┌────────

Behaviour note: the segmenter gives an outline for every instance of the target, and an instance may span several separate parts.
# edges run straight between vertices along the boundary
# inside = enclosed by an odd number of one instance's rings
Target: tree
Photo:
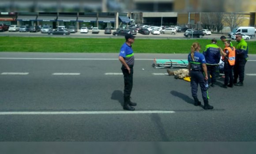
[[[227,13],[224,15],[223,19],[225,23],[230,28],[231,31],[244,21],[243,15],[237,13]]]
[[[223,13],[222,12],[202,13],[202,26],[204,29],[213,31],[215,28],[218,33],[223,28]]]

└────────

-- Exercise directions --
Please convert the records above into a Markdown table with the columns No. and Text, one row per line and blank lines skipped. Leave out the pictures.

-- Correct result --
| No. | Text |
|---|---|
| 1 | Behaviour note: the segmenter gives an outline for every instance of the target, and an instance may span several separate parts. |
| 2 | # edges run straight between vertices along the boundary |
| 3 | # inside = enclosed by an odd number of one instance's rings |
| 4 | Target: tree |
| 5 | Photo: |
| 6 | [[[227,13],[224,15],[223,19],[225,23],[230,28],[231,31],[244,21],[243,15],[237,13]]] |
| 7 | [[[223,13],[222,12],[202,13],[202,26],[204,29],[213,31],[215,28],[218,33],[223,28]]] |